RECORDS SUPPLIED:
----------------
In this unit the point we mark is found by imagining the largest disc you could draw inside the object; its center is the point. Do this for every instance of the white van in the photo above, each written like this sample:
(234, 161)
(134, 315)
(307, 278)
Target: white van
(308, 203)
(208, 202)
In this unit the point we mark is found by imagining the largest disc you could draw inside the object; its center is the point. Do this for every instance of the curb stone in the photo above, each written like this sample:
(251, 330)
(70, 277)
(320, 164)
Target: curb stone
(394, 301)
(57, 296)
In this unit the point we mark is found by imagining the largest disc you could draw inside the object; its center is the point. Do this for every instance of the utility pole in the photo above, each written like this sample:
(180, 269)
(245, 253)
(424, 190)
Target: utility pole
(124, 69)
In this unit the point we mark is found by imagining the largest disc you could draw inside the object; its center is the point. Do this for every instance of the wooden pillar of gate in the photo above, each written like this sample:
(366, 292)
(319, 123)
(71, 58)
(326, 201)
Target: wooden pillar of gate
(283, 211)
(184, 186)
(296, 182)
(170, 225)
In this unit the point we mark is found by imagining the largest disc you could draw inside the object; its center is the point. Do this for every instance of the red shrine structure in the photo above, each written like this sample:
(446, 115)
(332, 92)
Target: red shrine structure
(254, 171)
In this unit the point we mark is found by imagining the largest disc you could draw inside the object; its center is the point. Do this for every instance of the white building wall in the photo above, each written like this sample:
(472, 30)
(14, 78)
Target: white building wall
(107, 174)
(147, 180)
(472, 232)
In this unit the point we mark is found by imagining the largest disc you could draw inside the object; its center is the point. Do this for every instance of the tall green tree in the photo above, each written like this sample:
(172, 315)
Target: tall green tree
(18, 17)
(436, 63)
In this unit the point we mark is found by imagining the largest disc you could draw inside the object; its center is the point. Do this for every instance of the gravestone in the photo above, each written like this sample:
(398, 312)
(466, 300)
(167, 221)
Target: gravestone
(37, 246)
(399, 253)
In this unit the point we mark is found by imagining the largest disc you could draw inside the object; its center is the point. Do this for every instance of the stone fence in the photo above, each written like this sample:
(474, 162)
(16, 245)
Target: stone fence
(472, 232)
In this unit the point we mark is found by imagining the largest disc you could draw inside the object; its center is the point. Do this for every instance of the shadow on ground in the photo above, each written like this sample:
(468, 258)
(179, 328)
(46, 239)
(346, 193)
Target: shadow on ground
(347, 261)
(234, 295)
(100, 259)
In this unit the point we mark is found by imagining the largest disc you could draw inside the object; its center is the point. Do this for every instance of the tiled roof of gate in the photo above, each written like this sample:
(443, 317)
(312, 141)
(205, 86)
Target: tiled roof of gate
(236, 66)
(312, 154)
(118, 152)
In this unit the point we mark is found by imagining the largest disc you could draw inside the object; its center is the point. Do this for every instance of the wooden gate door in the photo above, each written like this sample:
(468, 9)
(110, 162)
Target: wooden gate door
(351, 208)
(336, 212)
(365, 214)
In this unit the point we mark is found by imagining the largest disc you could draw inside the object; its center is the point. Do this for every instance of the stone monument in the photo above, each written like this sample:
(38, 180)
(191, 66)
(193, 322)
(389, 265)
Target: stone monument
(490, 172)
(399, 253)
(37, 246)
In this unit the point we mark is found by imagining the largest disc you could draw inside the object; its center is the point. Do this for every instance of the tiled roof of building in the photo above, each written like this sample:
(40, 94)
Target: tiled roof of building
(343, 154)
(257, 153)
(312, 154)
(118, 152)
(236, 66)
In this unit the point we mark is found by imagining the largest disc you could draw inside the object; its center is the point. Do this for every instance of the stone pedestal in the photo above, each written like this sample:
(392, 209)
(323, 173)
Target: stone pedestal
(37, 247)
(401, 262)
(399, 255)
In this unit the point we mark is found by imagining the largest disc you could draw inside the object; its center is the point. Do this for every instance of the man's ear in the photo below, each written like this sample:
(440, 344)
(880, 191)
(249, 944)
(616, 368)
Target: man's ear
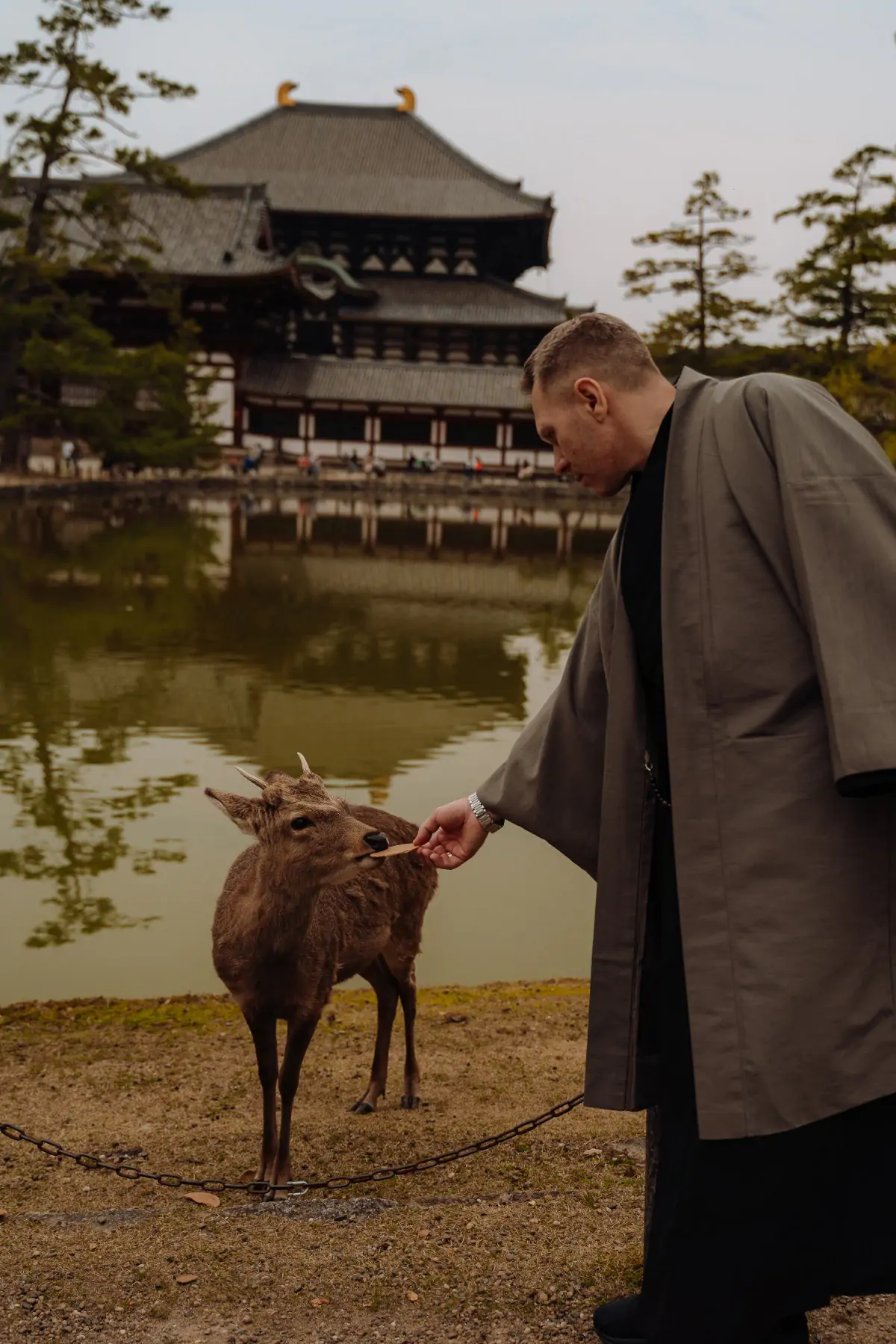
----------------
YOUR ASSIGNMENT:
Your job is to copy each entry exactly as written; the pictures do not go in.

RESPONSE AREA:
In this unit the point we mark is found by imagining the largest disc you could draw inside the object; its center is the point. Do this for every instance of the white van in the photo above, each written like this sample:
(234, 161)
(134, 315)
(307, 278)
Target: white van
(308, 203)
(208, 202)
In this unit the point we mark is found by imagining the largest disc you could draw inside the object; its center is the point. Do this for every instance of the curb stone in the photo above, each written like this sample:
(251, 330)
(70, 277)
(320, 164)
Target: curb stone
(394, 301)
(57, 296)
In this unit the point we mark is found by imagining the largest disc you could draw inside the object; its center is the point. Do this for every instance of the utility pole in the photo above, each written like this sample:
(180, 269)
(245, 253)
(424, 190)
Target: utility pole
(124, 69)
In this unit the point we mark is found by imagining the largest disc you could draw inside the object; its center is the point. Do this for every instance of the wooden pillar of gate in the photo above, each written like this sample:
(366, 292)
(319, 123)
(71, 58)
(326, 201)
Target: wooden pillar of gate
(283, 211)
(184, 186)
(296, 182)
(170, 225)
In this unit the point we mark is found by imagining the largest disc you could draw inside the object; its center is the point. Do this for every instance of the red shrine structure in the photo above, each written like this sample:
(446, 115)
(332, 92)
Target: red shrine structure
(254, 171)
In this unit the point we mark is found by imagining the largest disc you could draw inside the object; its center is the point. Do this for every instance of the white building wall in the photo above, each written like this sample:
(472, 30)
(14, 78)
Target: white building wall
(107, 174)
(147, 180)
(472, 232)
In this unit the point we mark is found by imagining the largest disc you could draw inside the object; its center is the point. Do this for every instance of the tall green tree in the photo above, each written like this sample:
(172, 315)
Target: tall green tree
(18, 17)
(436, 63)
In this unit the point we mark is found by imagining the largest disc you could draw inside the object; its center is the point. Do this for every instance of the gravestone in the photo above, each written like this sample:
(398, 312)
(466, 300)
(167, 221)
Target: gravestone
(37, 246)
(399, 253)
In this unit the point we mark is found by imagining the largest disc you could draw inside the object; its center is the point. Do this for every instance of the stone fence in the photo above, each written like this sample:
(474, 162)
(16, 245)
Target: stone fence
(472, 232)
In this unit the point we mark is found by imagining the largest disc you could draw inside the object; its center is the point. Do this for every instance of the shadow on ground in the photo above, each written like this sample:
(468, 258)
(179, 328)
(46, 239)
(346, 193)
Target: shadow on ground
(347, 261)
(234, 295)
(100, 259)
In this unit the point we mark is found by imagining the largest disc you could draw inside the object; its center is the point. Do this for every instance of the tiled roof of gate in the photo above, each written like this sample:
(443, 317)
(312, 141)
(205, 86)
Target: tiled roof of gate
(236, 66)
(312, 154)
(118, 152)
In this unit the point we mark is found by imagining the largest disc you could draw inside the object; its center is the point. Do this for every instance of the wooden gate door in the photo above, each written like this sample:
(468, 9)
(110, 162)
Target: wooden gate door
(351, 208)
(336, 212)
(365, 214)
In this unit the point we mark is found by imagining the largest disc you could draw inside the object; its center is the point. Do this for every instance of the stone monument in the photo above, each written like this sample:
(38, 180)
(191, 66)
(193, 322)
(389, 265)
Target: stone monument
(490, 172)
(399, 253)
(37, 246)
In this unit the point we mark is found by imagining the largest disc you could draw inside the object; its center is the point. Do this for every instance of the tiled roof of building in the photo above, each written like this sample:
(40, 94)
Target: tiled roof of building
(343, 154)
(257, 153)
(312, 154)
(118, 152)
(236, 66)
In this unit the point we mark is found by imagining the largest disc you could draw inside the object; its center is the point. Do this for every instance of the stone pedestal in the photo above, each written like this sample:
(392, 209)
(323, 173)
Target: stone pedestal
(37, 247)
(401, 262)
(399, 255)
In this unit the point we mark is found by imagining the largest disc you could draw inside the object; its center is the point. Do this for every instance of the man's ear in the photo below, each written like this sample:
(440, 344)
(880, 191)
(249, 944)
(616, 368)
Target: man's ear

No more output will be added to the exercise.